Trecho selecionado:
-*-
Ele travou uma luta de retaguarda na Casa Branca de Obama para limitar o aumento inútil de tropas enviadas ao Afeganistão. Foi contra a intervenção de 2011 na Líbia e cético quanto ao envio de tropas americanas à Síria. Biden foi contra a renovação da Lei de Vigilância de Inteligência Estrangeira em 2007 e 2008 porque ela conferia ao governo poder excessivo para espionar os americanos.

Ele já se expressou a favor de fechar a prisão de Guantánamo. Não surpreende que conte com o apoio do “quem é quem” da comunidade da política externa e de autoridades de segurança nacional dos dois partidos.

Biden não é purista ideológico nem atirador de bombas. Alguns enxergarão isso como uma falha ou como ingenuidade excessiva. De fato, é improvável que, se os republicanos mantiverem o controle do Senado, seu líder, Mitch McConnell, vá abandonar sua política de obstrucionismo fanático de qualquer presidente democrata.

Isto dito, como o emissário frequentemente enviado pelo presidente Barack Obama para dialogar com legisladores republicanos durante disputas legislativas árduas, Biden tem experiência íntima do impasse partidário que paralisa o Congresso.

Ele sabe como funcionam as alavancas do poder em ambas as extremidades da Pennsylvania Avenue e tem relacionamentos de anos com membros de ambos os partidos.

Mais que qualquer dos outros pré-candidatos presidenciais democratas deste ciclo, Biden ofereceu aos eleitores cansados de guerra uma chance de ver se existe a possibilidade de um mínimo que seja de bipartidarismo.

Ele também está oferecendo um vislumbre do futuro do Partido Democrata, por meio da pessoa que escolheu para sua companheira de chapa, a senadora Kamala Harris, da Califórnia.

Como vice, Harris se tornará a primeira em várias categorias –mulher, negra e asiático-americana—, acrescentando à chapa o aspecto instigante de estar fazendo história. Ex-promotora pública, ela é forte, inteligente e sabe como desmontar um argumento falho ou um adversário político.

Harris é progressista, mas não radical. Em sua própria campanha para a candidatura presidencial democrata, ela se apresentou como líder unificadora com propostas políticas de centro-esquerda em molde semelhante ao de Biden, embora de uma geração mais jovem.

Biden tem consciência de que não representa mais um rosto novo e já disse que se enxerga como uma ponte para a próxima geração de líderes de seu partido. Kamala Harris é um passo promissor nessa direção.
-*-
Dados fornecidos:
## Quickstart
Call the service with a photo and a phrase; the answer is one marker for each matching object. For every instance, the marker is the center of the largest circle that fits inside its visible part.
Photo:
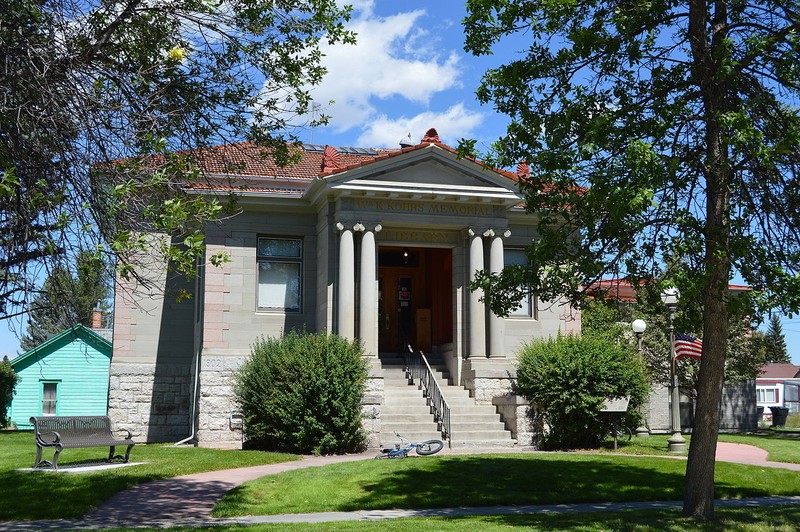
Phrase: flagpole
(677, 444)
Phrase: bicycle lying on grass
(405, 446)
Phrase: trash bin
(779, 415)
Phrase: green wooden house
(66, 376)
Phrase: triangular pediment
(430, 171)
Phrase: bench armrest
(46, 442)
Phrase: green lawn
(438, 481)
(44, 495)
(443, 481)
(778, 519)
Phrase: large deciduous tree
(663, 139)
(98, 96)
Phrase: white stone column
(497, 324)
(368, 302)
(346, 304)
(477, 310)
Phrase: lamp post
(677, 444)
(639, 326)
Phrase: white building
(778, 386)
(378, 245)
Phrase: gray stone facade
(151, 401)
(219, 419)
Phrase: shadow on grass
(52, 495)
(474, 481)
(468, 481)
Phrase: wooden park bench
(70, 432)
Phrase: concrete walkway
(189, 499)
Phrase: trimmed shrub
(302, 393)
(569, 378)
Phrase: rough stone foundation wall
(153, 401)
(219, 421)
(484, 390)
(517, 414)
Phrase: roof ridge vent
(406, 142)
(431, 136)
(331, 160)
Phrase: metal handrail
(423, 374)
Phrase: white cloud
(453, 124)
(394, 59)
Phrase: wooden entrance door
(401, 294)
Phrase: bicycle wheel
(429, 447)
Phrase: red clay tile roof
(622, 290)
(245, 166)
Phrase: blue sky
(407, 73)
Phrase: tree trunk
(708, 55)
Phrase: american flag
(687, 345)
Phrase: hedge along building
(376, 245)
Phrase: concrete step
(457, 443)
(474, 418)
(406, 417)
(482, 435)
(389, 438)
(408, 412)
(460, 427)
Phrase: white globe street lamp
(639, 326)
(677, 444)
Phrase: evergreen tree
(67, 299)
(775, 342)
(8, 379)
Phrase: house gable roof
(779, 371)
(74, 332)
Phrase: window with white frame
(527, 307)
(766, 395)
(49, 398)
(280, 273)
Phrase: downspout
(198, 347)
(193, 429)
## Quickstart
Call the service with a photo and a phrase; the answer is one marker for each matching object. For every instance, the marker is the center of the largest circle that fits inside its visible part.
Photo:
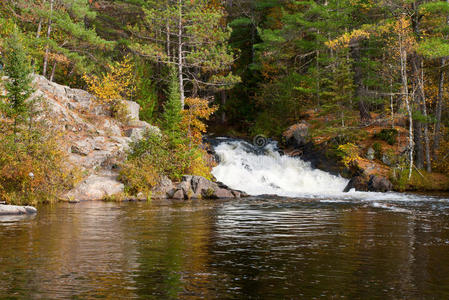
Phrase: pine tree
(18, 85)
(190, 35)
(172, 117)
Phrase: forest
(361, 73)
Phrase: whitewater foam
(262, 171)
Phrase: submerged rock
(297, 135)
(96, 187)
(359, 183)
(197, 187)
(16, 210)
(379, 184)
(372, 183)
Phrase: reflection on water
(252, 248)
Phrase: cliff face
(94, 141)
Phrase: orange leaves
(197, 109)
(346, 39)
(113, 85)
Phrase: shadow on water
(252, 248)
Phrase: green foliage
(349, 154)
(155, 156)
(146, 94)
(18, 85)
(172, 116)
(387, 135)
(378, 151)
(33, 168)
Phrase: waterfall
(258, 171)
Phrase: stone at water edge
(16, 210)
(297, 135)
(96, 187)
(372, 184)
(379, 184)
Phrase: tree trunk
(438, 110)
(53, 71)
(168, 38)
(180, 55)
(424, 112)
(47, 49)
(418, 145)
(223, 103)
(365, 116)
(403, 56)
(39, 28)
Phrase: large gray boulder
(379, 184)
(133, 109)
(16, 210)
(96, 187)
(297, 135)
(198, 187)
(372, 183)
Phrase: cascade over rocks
(95, 142)
(6, 210)
(370, 183)
(195, 187)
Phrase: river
(263, 247)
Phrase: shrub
(377, 150)
(33, 169)
(154, 156)
(387, 135)
(349, 153)
(112, 87)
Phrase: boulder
(359, 183)
(199, 187)
(297, 135)
(82, 147)
(16, 210)
(379, 184)
(133, 109)
(164, 189)
(96, 187)
(370, 153)
(372, 183)
(135, 134)
(178, 194)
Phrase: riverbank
(373, 154)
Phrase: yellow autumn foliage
(113, 86)
(192, 118)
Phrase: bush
(387, 135)
(377, 150)
(33, 169)
(154, 156)
(349, 153)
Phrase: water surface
(257, 248)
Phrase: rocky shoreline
(8, 210)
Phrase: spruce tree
(18, 85)
(171, 117)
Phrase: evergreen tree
(172, 117)
(190, 35)
(18, 84)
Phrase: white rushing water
-*-
Tarefas:
a - De acordo com o texto sobre Biden, por que ele se opôs à renovação da Lei de Vigilância de Inteligência Estrangeira em 2007 e 2008?
b - Retome o texto sobre Biden e Kamala Harris, dando continuidade a ele a partir da última frase.

Respostas escritas:
a - Porque a lei conferia ao governo poder excessivo para espionar os americanos.

b -
Se Biden vencer a eleição, ele terá que levar sua agenda de governo ao povo —a toda a população, não apenas às vozes mais elevadas ou mais online de seu partido. Para isso, será preciso persuadir os americanos que ele compreende suas preocupações e é capaz de traduzir esse entendimento em políticas sólidas.

Biden possui um dom raro de forjar essas conexões. Quando era mais jovem, ele, como tantos outros senadores, às vezes parecia estar apaixonado pelo som de sua própria voz.

O tempo e as tragédias suavizaram suas arestas. Biden fala a linguagem do sofrimento e da compaixão com intimidade inequívoca. As pessoas de todas as raças e classes sociais respondem a isso, mais ainda agora, nestes tempos de incerteza.

Em um dos muitos exemplos recentes da empatia do vice-presidente, conquistada a custa de sofrimento, o pai de Jacob Blake, vitimado por tiros da polícia, descreveu a conversa telefônica que teve com Biden como tendo sido cheia de “amor, admiração, carinho”.

Biden sabe que não existem respostas fáceis. Ele possui a experiência, o temperamento e o caráter necessários para guiar a nação por meio deste vale e conduzi-la para um futuro mais iluminado, com mais esperança. Nós o endossamos para presidente.

Quando os eleitores forem às urnas neste ano, não estarão escolhendo apenas um líder. Estarão decidindo o que a América será. Vão decidir se são a favor do Estado de direito, como o governo os ajudará a superar a maior calamidade econômica em gerações, se querem que o governo permita que todos tenham acesso à saúde, se consideram o aquecimento global um perigo sério, se acreditam que o racismo deve ser tratado como problema de política pública.

Biden não é um candidato perfeito e não será um presidente perfeito. Mas a política não é questão de perfeição. A política é a arte do possível. É questão de encorajar a América a abraçar seus melhores anjos.